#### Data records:
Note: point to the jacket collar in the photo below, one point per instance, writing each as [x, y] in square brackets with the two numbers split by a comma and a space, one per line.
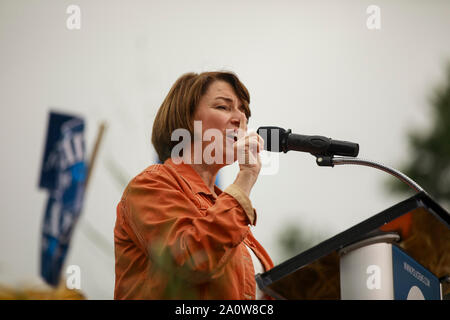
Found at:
[192, 178]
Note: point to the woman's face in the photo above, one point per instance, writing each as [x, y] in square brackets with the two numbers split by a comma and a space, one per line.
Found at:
[222, 110]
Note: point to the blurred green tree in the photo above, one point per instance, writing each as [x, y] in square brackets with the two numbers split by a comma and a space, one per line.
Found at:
[429, 160]
[293, 240]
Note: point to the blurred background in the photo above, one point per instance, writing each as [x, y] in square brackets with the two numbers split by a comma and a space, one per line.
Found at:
[316, 67]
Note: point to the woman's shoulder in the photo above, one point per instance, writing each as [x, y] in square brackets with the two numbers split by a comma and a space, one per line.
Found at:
[154, 176]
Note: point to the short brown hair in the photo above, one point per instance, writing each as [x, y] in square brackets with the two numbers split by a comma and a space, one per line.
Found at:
[179, 106]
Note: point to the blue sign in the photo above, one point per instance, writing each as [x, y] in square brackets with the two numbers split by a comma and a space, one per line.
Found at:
[411, 280]
[63, 174]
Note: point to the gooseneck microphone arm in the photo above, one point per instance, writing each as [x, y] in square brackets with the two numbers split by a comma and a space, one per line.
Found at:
[321, 161]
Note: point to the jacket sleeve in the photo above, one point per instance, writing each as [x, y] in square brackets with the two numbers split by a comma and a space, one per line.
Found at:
[172, 230]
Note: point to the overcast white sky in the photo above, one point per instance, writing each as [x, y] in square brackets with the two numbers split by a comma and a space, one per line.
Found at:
[311, 66]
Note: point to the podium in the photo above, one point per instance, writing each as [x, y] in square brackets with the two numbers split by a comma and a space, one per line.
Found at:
[400, 253]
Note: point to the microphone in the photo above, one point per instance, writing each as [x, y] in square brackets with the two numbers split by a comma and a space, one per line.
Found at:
[277, 139]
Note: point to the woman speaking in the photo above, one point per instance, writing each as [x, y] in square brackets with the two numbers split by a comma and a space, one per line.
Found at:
[177, 235]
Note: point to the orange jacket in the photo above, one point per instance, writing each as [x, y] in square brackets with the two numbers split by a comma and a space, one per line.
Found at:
[175, 240]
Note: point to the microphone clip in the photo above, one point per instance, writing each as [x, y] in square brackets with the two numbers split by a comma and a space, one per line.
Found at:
[324, 160]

#### EXERCISE DETAILS:
Duplicate every one of the items above word for word, leaving the pictures out of your copy.

#### RESULT BELOW:
Note: point to the jacket collar in the photo below, one point per instance, writing each as [x, y] in square brackets with the two numbers split by a comma and a space, one per line.
Found at:
[192, 178]
Note: point to the woman's face in the photo above, one point per instance, writing each as [x, y] in square brackets with the two numbers split by a comma and a space, one per line.
Found at:
[222, 110]
Note: point to the blurred green tree in the photo above, one point per instance, writing each as [x, y] in square brackets with the two numbers split by a comma and a space, one per line.
Found at:
[429, 160]
[293, 240]
Note: point to the blurred background in the photo above, one point per instance, writing each as [x, y] in square brackets with the two numbers split by a comma and a space, one per line.
Found at:
[316, 67]
Note: point to the woman's shoulder in the photo above, one point per instance, writing each as [x, y] in square brackets with the two numbers split by a comma and a space, one per line.
Found at:
[154, 176]
Note: point to the short brown hair in the photo above, one point per instance, writing each as [x, y] in square brackets with the two numbers split by a comma and a space, one per line.
Found at:
[179, 106]
Note: point to the blue sign in the photo above, one point per instance, writing each as [x, y] in square brackets with the two numbers split by a comma and a space, one per line.
Found at:
[411, 280]
[63, 174]
Note: point to the gooseneck microphone arm in the photo above, one point per instance, writing each as [x, y] in square brackets with the two numbers split by a comma and a space, one per line.
Found at:
[321, 161]
Note: point to the jacket sleeve in the photo above, one point per instance, writing each as [x, y] in square brackets with the two numbers split by a comma and a space, one per line.
Found at:
[172, 230]
Note: point to the overcast white sky in the photo above, one point per instance, writing each as [x, y] in square brackets with the two numbers split by a comma and a space, one per line.
Found at:
[311, 66]
Note: point to the podium in the photo above, one point per instance, writing each as [x, y] in square brackets with the two numbers split by a comma and a space, one per line.
Found at:
[400, 253]
Note: point to the microphone in the photo above, one point per instance, writing each as [x, y] in square brackets with the two numbers split by a comma and a space, one per line.
Found at:
[277, 139]
Note: point to the woman speaking in the photo above, one point per instance, writing each as [x, y] in square brackets with the two numbers split by a comma and a space, one per line.
Found at:
[177, 235]
Note: point to the orange jacket in the photo above, one point per instance, writing each as [x, y] in square brackets with the two numbers split by a comma and a space, one per line.
Found at:
[175, 240]
Note: point to the microphone clip in the photo above, one point per instance, writing each as [x, y] in square brackets with the two numbers split by a comma and a space, one per line.
Found at:
[324, 160]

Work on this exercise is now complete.